[Some records]

╔══

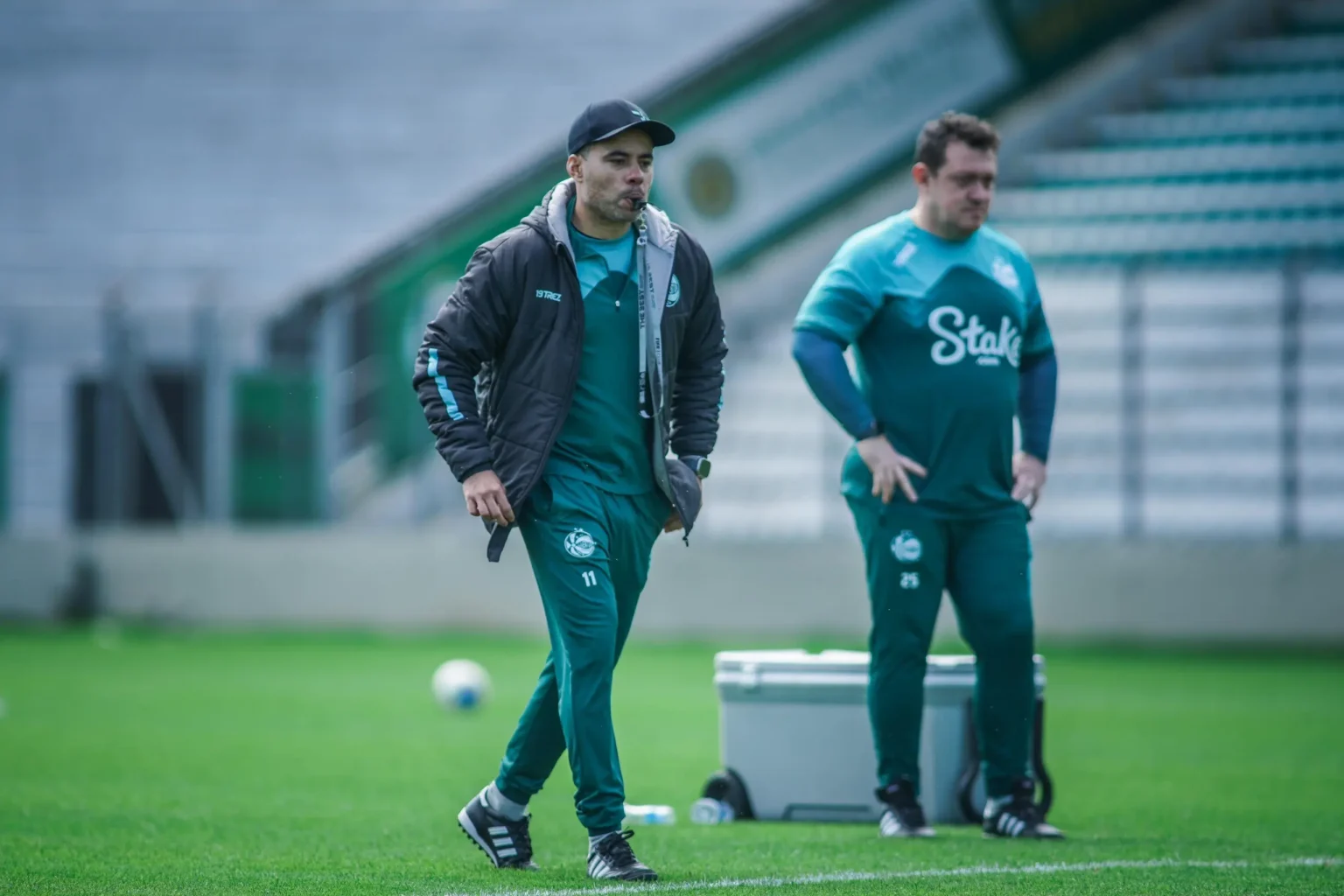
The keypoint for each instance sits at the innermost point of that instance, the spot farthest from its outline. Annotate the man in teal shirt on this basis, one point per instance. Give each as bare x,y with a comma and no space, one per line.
952,344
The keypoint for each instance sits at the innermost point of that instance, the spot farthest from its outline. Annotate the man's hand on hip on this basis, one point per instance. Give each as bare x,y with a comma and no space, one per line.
1028,479
486,497
890,471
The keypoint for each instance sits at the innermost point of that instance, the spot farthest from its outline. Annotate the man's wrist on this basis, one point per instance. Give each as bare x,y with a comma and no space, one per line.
699,465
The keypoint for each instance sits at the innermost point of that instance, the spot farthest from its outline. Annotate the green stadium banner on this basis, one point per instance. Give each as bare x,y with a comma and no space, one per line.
276,477
784,127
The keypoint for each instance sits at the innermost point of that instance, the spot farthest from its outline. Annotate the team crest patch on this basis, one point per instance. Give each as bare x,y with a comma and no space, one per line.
906,547
579,544
1005,274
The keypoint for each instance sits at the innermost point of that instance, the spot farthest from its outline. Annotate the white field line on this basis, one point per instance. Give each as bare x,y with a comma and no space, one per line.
847,876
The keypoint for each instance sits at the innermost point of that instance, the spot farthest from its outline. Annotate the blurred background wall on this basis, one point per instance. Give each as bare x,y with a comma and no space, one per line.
223,228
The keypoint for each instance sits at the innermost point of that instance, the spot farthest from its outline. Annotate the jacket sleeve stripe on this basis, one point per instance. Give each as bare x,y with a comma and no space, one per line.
444,393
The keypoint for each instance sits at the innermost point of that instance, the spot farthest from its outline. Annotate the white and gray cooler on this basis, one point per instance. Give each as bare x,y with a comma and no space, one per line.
796,743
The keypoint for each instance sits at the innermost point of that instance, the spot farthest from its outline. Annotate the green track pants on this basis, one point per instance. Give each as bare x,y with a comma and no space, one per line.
984,564
591,554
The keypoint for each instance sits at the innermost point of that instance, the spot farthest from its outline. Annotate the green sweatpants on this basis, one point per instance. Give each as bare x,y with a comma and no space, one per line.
591,555
984,564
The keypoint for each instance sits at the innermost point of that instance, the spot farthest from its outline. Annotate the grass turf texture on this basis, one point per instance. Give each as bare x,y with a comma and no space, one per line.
175,763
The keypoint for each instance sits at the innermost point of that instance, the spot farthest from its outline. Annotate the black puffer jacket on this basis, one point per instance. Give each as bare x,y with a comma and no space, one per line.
499,361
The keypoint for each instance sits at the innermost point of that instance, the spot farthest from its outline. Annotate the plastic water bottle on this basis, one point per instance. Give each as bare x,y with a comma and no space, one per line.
711,812
649,815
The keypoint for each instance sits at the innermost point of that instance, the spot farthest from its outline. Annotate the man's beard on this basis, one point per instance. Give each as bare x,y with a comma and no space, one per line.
616,213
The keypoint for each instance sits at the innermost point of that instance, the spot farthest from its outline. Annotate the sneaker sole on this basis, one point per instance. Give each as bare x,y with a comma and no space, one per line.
639,878
464,821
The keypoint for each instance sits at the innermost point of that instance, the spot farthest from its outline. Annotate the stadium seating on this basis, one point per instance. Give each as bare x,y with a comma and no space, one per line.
1201,376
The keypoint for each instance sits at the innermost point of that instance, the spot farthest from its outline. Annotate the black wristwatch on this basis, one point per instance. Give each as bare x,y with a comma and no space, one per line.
699,465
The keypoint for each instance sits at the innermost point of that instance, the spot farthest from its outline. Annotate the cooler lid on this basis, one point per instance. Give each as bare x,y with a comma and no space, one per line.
792,662
851,662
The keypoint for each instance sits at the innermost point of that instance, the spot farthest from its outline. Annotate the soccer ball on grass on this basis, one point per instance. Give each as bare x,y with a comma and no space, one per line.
461,684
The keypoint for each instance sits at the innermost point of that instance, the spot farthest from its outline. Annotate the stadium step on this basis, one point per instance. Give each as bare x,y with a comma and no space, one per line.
1132,200
1109,240
1286,87
1222,160
1271,52
1280,122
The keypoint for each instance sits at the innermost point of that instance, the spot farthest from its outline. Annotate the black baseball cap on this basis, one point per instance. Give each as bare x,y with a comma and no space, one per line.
605,120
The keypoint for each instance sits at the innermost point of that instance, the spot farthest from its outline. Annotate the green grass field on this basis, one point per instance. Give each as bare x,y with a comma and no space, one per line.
156,763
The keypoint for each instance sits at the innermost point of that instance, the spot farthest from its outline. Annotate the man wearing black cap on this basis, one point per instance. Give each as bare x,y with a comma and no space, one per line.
576,352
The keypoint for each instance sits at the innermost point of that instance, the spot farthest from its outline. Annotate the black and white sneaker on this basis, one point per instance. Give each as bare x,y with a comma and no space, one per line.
504,843
612,858
1018,816
903,816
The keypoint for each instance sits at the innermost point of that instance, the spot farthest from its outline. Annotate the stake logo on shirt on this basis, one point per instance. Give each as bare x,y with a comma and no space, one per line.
962,338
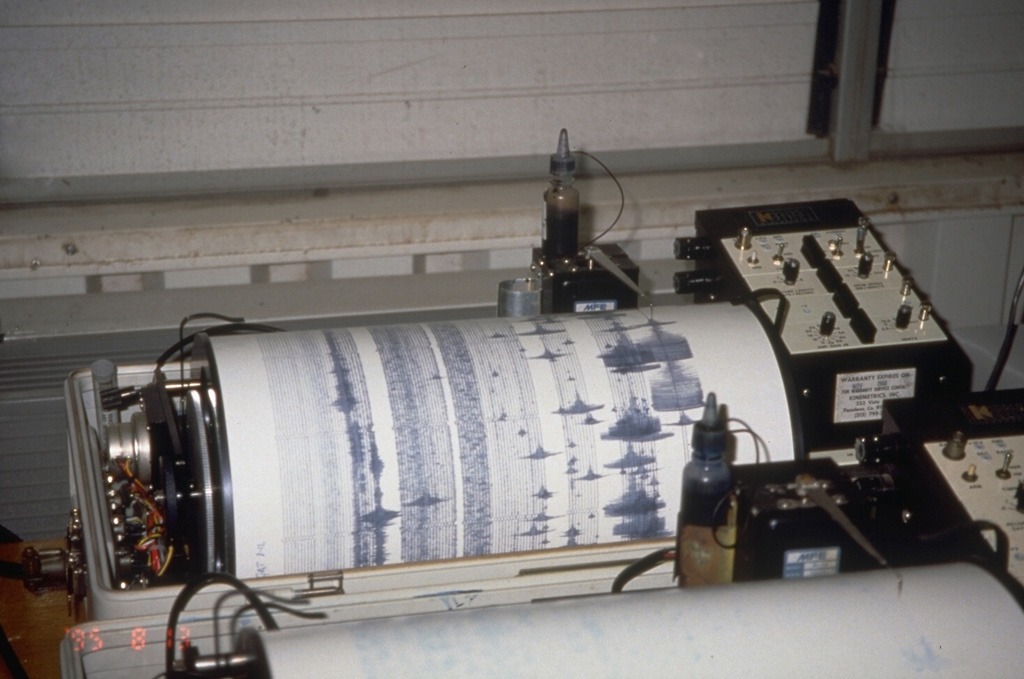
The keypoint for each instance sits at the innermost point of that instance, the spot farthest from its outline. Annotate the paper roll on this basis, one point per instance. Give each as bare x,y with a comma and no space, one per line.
384,444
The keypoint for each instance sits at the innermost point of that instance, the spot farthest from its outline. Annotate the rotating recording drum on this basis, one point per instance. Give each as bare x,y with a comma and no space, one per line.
373,446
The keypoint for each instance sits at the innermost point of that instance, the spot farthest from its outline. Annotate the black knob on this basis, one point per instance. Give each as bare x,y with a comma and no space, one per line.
791,270
827,324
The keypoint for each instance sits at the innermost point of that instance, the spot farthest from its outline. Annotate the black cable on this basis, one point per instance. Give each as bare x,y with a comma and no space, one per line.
10,658
185,596
640,566
781,312
11,569
225,329
275,603
306,614
622,198
1008,339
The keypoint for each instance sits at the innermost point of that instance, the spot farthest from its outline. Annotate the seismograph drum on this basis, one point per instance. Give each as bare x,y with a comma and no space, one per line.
373,446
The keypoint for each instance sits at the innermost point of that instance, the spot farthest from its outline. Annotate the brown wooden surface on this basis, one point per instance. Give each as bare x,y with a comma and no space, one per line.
34,623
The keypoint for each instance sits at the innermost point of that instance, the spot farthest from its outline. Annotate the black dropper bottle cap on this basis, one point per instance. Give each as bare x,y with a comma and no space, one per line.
562,162
710,434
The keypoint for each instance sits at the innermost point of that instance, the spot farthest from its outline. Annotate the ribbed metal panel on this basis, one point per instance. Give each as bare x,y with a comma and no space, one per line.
35,494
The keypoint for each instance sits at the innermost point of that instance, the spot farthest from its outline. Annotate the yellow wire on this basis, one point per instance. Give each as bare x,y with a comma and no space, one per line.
167,561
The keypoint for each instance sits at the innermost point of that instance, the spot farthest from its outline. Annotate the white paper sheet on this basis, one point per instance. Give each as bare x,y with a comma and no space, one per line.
371,446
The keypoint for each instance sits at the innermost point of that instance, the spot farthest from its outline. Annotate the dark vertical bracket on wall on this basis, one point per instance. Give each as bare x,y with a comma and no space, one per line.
824,76
885,39
851,56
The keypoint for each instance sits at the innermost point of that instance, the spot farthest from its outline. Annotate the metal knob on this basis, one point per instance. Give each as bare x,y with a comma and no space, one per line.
791,270
864,265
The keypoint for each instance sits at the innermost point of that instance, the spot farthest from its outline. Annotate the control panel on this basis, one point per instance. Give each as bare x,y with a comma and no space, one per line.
847,321
843,288
985,474
973,448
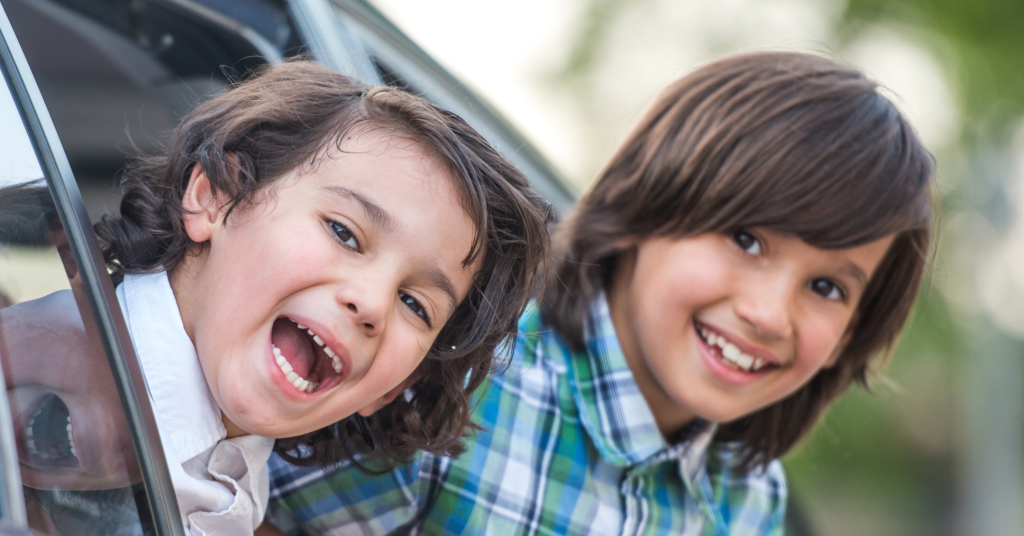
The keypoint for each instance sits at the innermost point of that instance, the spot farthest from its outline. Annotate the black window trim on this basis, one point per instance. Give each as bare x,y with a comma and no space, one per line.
99,288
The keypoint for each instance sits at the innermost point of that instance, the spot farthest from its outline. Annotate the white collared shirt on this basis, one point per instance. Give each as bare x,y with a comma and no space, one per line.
221,485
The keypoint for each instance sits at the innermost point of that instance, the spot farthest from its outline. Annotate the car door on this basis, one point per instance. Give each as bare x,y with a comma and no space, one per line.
78,445
87,85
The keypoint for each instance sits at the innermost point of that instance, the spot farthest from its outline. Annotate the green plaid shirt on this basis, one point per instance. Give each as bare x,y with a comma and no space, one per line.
568,446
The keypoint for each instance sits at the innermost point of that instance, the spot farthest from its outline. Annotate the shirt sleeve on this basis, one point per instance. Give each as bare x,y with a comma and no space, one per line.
751,503
344,499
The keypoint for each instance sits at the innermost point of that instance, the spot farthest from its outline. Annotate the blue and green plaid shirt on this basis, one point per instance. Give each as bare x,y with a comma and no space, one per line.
568,446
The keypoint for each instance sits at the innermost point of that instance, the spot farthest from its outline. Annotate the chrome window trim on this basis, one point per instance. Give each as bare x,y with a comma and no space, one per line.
99,288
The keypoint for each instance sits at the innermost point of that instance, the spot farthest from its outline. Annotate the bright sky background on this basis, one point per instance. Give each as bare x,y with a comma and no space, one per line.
17,159
509,51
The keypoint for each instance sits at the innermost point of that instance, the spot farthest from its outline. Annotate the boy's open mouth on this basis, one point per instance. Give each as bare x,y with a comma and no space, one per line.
49,440
728,354
303,357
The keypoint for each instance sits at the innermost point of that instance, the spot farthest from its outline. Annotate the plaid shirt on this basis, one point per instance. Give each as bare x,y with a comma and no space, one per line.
568,446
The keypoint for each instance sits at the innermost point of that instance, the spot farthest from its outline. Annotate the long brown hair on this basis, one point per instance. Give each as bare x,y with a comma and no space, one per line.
784,140
284,118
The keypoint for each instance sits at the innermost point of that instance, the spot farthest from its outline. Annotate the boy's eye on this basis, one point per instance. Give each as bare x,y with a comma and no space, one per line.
344,235
826,289
748,242
416,307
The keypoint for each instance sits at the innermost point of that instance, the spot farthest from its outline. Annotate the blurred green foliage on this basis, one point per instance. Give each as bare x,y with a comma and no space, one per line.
981,41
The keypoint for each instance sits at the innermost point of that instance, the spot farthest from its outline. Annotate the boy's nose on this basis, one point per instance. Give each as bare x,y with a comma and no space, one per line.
368,308
767,308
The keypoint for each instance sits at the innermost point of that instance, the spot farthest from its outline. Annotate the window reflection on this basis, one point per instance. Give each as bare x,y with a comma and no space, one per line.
77,461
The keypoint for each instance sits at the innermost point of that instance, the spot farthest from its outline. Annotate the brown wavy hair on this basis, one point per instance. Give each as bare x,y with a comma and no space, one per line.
285,117
790,141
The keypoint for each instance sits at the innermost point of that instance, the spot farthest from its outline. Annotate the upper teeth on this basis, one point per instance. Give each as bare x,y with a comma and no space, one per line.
731,354
335,360
286,367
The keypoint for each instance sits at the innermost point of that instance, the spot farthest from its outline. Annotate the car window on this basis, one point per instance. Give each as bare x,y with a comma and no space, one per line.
75,455
401,63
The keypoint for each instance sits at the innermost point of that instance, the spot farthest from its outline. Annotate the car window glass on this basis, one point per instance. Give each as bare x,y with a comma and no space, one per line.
76,458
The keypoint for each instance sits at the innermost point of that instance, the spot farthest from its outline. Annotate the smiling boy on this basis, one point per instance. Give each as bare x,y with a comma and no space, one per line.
317,268
754,245
333,250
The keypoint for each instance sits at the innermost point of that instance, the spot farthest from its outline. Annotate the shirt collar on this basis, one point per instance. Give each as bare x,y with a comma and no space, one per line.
182,404
614,412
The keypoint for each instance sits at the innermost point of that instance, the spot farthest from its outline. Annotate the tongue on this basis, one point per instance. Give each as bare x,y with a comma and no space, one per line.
294,345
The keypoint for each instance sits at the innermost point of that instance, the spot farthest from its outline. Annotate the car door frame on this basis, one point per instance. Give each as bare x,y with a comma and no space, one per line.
99,288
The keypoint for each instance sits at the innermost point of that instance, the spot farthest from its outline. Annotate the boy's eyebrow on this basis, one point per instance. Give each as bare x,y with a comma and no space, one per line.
383,219
439,280
854,272
377,214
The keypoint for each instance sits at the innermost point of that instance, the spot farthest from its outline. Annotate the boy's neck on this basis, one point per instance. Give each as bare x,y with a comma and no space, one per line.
232,429
669,416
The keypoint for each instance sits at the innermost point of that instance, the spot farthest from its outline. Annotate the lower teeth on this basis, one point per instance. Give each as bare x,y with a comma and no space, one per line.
298,381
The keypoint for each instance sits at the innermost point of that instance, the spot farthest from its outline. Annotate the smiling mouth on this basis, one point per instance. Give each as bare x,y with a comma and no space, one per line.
49,439
728,354
303,358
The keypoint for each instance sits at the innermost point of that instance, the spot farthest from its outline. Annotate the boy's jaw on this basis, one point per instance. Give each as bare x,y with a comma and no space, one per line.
729,358
305,358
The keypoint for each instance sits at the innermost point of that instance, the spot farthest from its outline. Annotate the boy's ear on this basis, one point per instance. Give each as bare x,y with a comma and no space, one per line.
202,206
389,397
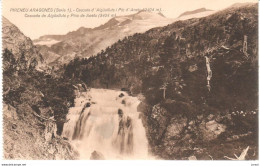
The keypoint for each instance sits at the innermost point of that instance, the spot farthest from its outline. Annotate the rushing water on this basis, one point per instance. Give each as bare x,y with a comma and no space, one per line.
106,124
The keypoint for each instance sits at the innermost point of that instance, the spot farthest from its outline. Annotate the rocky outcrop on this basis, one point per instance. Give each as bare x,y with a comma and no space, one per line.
20,45
97,156
32,139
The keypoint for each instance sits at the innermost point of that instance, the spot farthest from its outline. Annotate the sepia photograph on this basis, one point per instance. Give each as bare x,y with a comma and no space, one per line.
130,80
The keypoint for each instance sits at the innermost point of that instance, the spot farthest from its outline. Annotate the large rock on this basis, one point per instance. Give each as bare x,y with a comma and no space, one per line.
95,155
211,130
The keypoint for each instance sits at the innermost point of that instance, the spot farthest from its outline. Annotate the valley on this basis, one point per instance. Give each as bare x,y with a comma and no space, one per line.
140,86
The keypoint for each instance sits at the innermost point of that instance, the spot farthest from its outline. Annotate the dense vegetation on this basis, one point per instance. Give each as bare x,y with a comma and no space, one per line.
174,57
26,87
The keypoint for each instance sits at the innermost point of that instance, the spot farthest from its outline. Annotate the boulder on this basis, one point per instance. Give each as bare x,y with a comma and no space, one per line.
95,155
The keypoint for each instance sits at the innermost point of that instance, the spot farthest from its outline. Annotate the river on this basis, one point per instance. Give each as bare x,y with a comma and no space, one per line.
105,124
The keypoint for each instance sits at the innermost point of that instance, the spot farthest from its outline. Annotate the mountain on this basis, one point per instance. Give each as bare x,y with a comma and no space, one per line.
85,42
194,12
34,103
19,44
202,12
197,81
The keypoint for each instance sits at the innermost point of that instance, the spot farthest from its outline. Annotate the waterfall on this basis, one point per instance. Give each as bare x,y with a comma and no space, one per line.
105,124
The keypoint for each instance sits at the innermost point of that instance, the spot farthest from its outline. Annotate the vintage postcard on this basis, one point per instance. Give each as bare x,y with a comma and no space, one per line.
130,80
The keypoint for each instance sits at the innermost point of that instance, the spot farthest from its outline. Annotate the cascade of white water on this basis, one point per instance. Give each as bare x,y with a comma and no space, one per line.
104,123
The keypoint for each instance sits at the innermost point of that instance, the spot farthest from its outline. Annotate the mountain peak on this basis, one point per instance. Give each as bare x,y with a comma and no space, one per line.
200,10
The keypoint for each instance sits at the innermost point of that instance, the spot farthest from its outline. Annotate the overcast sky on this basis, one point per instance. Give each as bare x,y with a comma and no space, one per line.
35,27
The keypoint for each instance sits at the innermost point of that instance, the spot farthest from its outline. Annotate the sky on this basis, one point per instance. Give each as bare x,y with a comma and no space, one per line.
34,27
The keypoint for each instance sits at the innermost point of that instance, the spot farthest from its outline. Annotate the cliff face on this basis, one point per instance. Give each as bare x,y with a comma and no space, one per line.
33,109
192,108
20,45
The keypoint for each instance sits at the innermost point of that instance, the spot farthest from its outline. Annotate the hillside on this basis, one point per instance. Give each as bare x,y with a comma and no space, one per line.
85,42
189,118
34,103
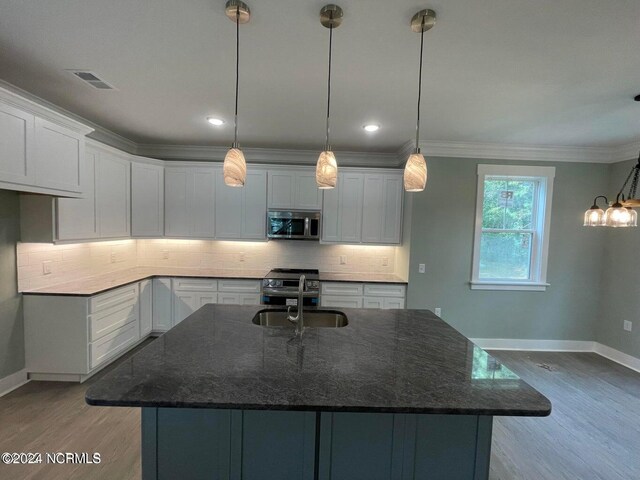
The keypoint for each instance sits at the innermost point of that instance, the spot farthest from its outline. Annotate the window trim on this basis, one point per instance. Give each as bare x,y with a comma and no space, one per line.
540,245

╚══

Write out exactly the lines from the line holding "Annotate the cliff" through the last line of the records above, inclusive, and nothing more. Leave out the pictures.

The keypoint for each instance sits at the innermost point of that instance, the spot farthest from its outline. Annotate the cliff face on this basis, one point per instance. Give each as bare x,y with a comma and no space, one per line.
33,109
192,108
20,45
The keypoint for each instance sits at the innermost point of that instance, the spot farthest from its outline. Annotate the hillside on this basis, one point per instance. Give each as bare x,y with a comma and no space, one per line.
85,42
189,118
34,103
The keypoint for each instance sits at the innermost point of that instance, the spot farthest from its outline. Annotate the window trim on this basis, one point per instance. Give each as bare x,y with a comma and no space, one per line.
540,245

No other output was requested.